**TASK GOAL**
Should any entry include an image, skip the image and copy the entry exactly.

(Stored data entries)
***

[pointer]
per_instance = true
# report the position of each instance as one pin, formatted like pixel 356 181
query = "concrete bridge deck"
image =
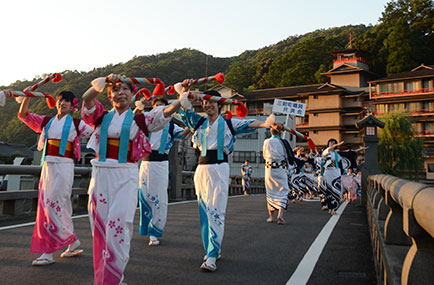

***

**YOUR RESPONSE**
[pointer]
per_instance = true
# report the position of each instance as one pin, formatted like pixel 356 181
query = "concrete bridge deck"
image =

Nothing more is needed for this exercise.